BEGIN Data to process
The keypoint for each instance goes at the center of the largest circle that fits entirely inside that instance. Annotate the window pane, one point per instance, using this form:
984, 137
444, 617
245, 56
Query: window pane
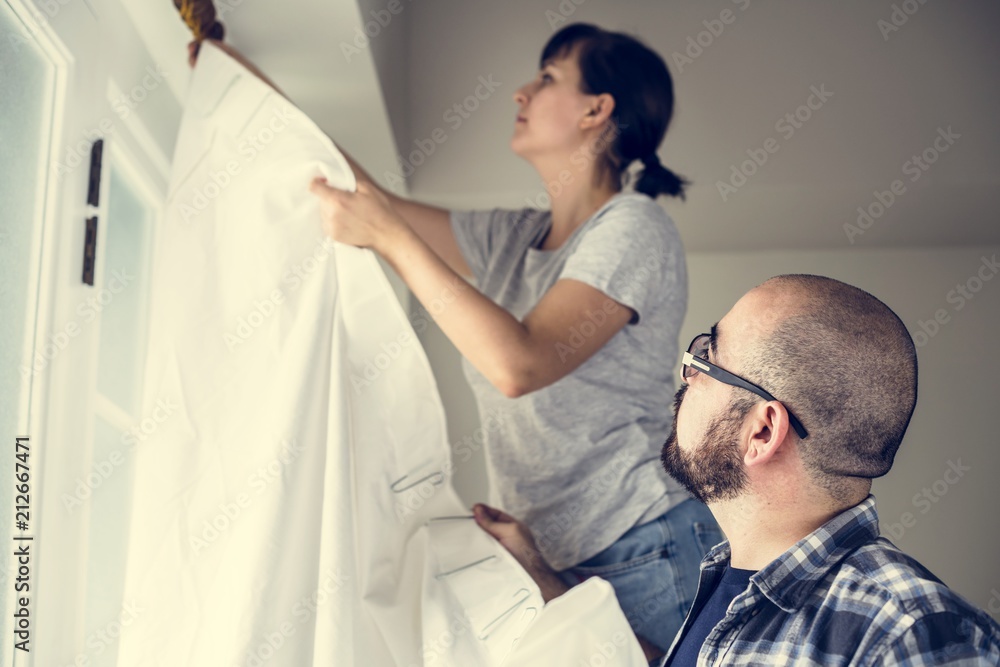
121, 297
END Data to process
**What is being asked:** Restate the listing word for word, pictures excluded.

**Finished task:**
The keypoint for each instance goes at the center of the largest circle that fits entirely inside that instance. Annotate the window pane, one point per instance, using this form:
984, 137
444, 617
245, 56
Query: window pane
121, 297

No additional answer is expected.